Count the lines of the data below that contain the word "asphalt", treating uppercase and lowercase letters as distinct. Reply with the number alone.

__INPUT DATA__:
+++++
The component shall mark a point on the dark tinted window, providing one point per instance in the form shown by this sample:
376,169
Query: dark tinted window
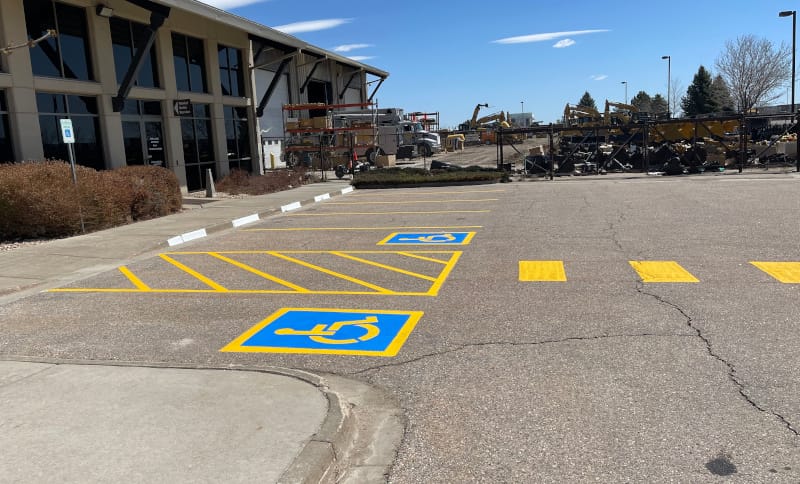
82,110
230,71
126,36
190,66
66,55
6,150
+++++
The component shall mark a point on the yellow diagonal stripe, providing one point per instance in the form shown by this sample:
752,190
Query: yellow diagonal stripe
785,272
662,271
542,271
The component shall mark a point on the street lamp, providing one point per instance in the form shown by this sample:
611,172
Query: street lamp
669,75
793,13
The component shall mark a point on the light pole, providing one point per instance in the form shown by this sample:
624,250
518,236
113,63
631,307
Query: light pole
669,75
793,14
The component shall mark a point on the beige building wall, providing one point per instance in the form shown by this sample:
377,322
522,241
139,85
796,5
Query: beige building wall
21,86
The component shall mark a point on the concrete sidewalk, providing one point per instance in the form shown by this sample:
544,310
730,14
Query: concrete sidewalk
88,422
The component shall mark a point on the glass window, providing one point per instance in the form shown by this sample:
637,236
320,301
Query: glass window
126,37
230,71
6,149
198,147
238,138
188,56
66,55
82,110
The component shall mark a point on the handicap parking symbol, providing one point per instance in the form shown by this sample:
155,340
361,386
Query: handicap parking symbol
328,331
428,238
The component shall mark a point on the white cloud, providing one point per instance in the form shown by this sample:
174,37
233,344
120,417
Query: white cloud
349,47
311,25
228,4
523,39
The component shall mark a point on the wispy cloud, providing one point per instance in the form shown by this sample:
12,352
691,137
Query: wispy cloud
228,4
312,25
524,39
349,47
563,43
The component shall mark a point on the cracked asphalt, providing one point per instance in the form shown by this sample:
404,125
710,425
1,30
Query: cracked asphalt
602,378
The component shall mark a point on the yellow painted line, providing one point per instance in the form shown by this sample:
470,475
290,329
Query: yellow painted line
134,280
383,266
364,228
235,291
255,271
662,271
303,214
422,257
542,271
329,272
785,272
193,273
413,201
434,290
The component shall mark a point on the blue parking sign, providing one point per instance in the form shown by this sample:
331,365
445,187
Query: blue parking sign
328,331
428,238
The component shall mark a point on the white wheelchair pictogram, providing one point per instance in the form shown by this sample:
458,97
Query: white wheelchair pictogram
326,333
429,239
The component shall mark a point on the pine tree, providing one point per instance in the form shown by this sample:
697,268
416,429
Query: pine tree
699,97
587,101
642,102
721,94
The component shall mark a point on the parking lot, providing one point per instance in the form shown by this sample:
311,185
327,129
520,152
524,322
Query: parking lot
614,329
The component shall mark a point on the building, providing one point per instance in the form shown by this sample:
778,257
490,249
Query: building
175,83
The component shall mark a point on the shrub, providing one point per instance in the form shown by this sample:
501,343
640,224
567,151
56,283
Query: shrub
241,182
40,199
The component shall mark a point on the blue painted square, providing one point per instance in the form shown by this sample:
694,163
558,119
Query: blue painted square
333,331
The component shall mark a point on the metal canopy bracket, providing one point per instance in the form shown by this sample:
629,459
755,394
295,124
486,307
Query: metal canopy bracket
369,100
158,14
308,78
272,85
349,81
+++++
__RESULT OF THIS TASK__: 2